Image point grounding data:
● ● ●
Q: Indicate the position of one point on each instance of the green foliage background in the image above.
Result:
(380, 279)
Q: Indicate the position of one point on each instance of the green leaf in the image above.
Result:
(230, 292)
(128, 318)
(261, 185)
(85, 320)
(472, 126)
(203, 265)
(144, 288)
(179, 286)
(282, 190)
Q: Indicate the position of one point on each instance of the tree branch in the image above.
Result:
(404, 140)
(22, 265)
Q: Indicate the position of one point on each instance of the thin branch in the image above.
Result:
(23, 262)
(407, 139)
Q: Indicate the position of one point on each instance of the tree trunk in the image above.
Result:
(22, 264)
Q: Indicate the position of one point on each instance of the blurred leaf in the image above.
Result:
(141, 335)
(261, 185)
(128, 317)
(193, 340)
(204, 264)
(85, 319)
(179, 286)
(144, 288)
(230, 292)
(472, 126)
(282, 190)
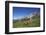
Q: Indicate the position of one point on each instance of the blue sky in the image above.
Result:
(19, 12)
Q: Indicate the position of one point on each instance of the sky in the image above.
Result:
(19, 12)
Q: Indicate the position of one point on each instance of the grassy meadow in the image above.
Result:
(35, 22)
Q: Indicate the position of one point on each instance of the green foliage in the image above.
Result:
(20, 24)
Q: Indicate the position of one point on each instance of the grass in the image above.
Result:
(20, 24)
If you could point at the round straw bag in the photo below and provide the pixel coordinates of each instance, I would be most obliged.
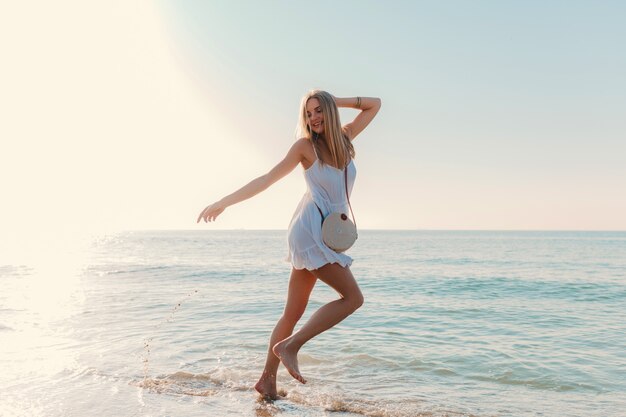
(338, 232)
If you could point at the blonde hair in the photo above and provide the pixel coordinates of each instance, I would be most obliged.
(340, 146)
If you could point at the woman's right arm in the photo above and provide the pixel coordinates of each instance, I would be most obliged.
(254, 187)
(369, 107)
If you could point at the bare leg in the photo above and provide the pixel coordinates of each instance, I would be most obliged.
(327, 316)
(301, 284)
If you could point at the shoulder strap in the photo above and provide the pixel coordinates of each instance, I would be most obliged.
(345, 175)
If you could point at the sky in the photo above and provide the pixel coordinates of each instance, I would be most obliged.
(496, 115)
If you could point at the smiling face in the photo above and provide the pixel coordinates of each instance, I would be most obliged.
(315, 117)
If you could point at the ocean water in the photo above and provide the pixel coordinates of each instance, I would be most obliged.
(460, 323)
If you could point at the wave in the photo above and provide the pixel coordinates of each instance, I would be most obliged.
(223, 381)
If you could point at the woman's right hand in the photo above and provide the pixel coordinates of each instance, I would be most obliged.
(211, 212)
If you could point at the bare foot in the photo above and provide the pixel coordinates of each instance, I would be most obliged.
(289, 358)
(266, 386)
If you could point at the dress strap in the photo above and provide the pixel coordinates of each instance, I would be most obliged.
(314, 144)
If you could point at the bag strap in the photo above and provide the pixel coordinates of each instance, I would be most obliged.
(345, 176)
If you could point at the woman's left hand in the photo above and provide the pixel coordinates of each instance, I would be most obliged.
(211, 212)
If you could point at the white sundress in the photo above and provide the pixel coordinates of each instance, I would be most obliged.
(326, 187)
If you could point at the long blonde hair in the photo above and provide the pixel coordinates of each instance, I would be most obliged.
(339, 145)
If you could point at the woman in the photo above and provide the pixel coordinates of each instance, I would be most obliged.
(324, 150)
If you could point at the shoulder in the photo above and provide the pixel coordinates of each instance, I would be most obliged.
(304, 148)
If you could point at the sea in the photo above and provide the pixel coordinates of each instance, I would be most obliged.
(455, 323)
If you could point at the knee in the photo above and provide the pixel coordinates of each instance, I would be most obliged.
(356, 301)
(291, 318)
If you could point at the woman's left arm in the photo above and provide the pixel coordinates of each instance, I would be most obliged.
(369, 106)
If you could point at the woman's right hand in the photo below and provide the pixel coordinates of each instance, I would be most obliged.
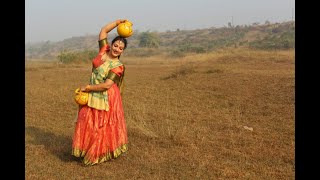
● ● ●
▸ **WHAT YOU HAVE TO DO**: What is needed is an exact repeat of the records, with every picture left out.

▸ **TASK OUTPUT**:
Q: Indicate the position of one point on each instance of the green foliage background in the image above.
Result:
(380, 279)
Q: Indicate the position of one point on each instance of the green leaf in the image above.
Result:
(230, 292)
(128, 318)
(261, 185)
(85, 320)
(472, 126)
(203, 265)
(144, 288)
(179, 286)
(282, 190)
Q: Indicate the position of one point on each instance of the tree branch in the image above.
Result:
(404, 140)
(22, 265)
Q: Indicate the position of one point on each instance of the thin branch in the image above.
Result:
(23, 262)
(407, 139)
Q: Indicate the position of one point on each instance of the tree trunk in the image above.
Result:
(22, 264)
Q: Indicate the position of one point on each instance of the blurred leaf in the image above.
Result:
(141, 335)
(261, 185)
(128, 317)
(193, 340)
(204, 264)
(85, 319)
(179, 286)
(144, 288)
(230, 292)
(472, 126)
(282, 190)
Q: Indicate the position of one point on each instance of the blue sky in the image above.
Result:
(19, 12)
Q: Indicate the position of one point on each instance of the sky in the image above.
Result:
(19, 12)
Q: Indicate the position of one point on each instance of the grassy meadow in the image above.
Result:
(35, 22)
Q: Indicate the position of one point on each instance of the green foliage in the image above.
Result:
(20, 24)
Q: Indicate the position of one point on each instance of the grass in the image above.
Result:
(20, 24)
If you could point at the round straw bag in the photo below and provide the pixel coordinates of each instance, I would be most obliged.
(338, 232)
If you could point at the blonde hair in the photo above and provide the pixel coordinates of each instance, I would be most obliged.
(340, 146)
If you could point at the woman's right arm in the photo above and provide the pixel coordinates of each instance, I would be most obliged.
(254, 187)
(369, 107)
If you could point at the bare leg in the photo above and provide the pixel coordinates of each instance, I would be most obliged.
(327, 316)
(301, 284)
If you could point at the shoulder strap in the photo above and provide the pixel coordinates of each instance, I would be most obliged.
(345, 175)
If you could point at the sky in the photo above and provide the pixel coordinates of each instance, I would be most obliged.
(496, 115)
If you could point at the smiling face in the photo above and provide the pixel coordinates of each instance, I would be most obliged.
(315, 117)
If you could point at the ocean water in the photo above and provide the pixel coordinates of each instance, I would be most obliged.
(460, 323)
If you could point at the wave in the photo above and provide the pixel coordinates of each instance, I would be most obliged.
(223, 381)
If you could point at the woman's right hand in the photo above and provide the pixel coordinates of each instance, I would be most obliged.
(211, 212)
If you could point at the bare foot in the photo above and provide the pixel coordinates of each instance, I would be most obliged.
(289, 358)
(266, 386)
If you could point at the dress strap in the photo above and provide the pixel coordinates of each instance, I would be most obliged.
(314, 144)
If you could point at the bag strap in the photo above and provide the pixel coordinates of each instance, I would be most obliged.
(345, 176)
If you could point at the woman's left hand in the photo above and provide the pixel coordinates of each instance, I would be most obliged.
(211, 212)
If you could point at the white sundress in the photo above and provide the pixel coordinates of each instance, I would be most obliged.
(326, 187)
If you could point at the long blonde hair in the photo above and provide the pixel coordinates of each instance, I would be most obliged.
(339, 145)
If you could point at the woman in the photo above and provide the pixel coordinates of each instance, I would be most obliged.
(324, 150)
If you could point at the shoulder in the photo above and provide the pixel coordinates of each instance, I would be most obliged.
(304, 148)
If you could point at the sea in the photo above and provide the pixel coordinates of each instance, I would be most obliged.
(455, 323)
If you could point at the knee in the photo above and provide the pixel coordinates of each instance, I would be most obliged.
(356, 301)
(291, 318)
If you could point at the woman's left arm in the photo above and provide the pixel coordinates of each instance, I would be most obliged.
(369, 106)
If you could point at the woman's right hand in the photo below and provide the pixel coordinates of each instance, I would be most obliged.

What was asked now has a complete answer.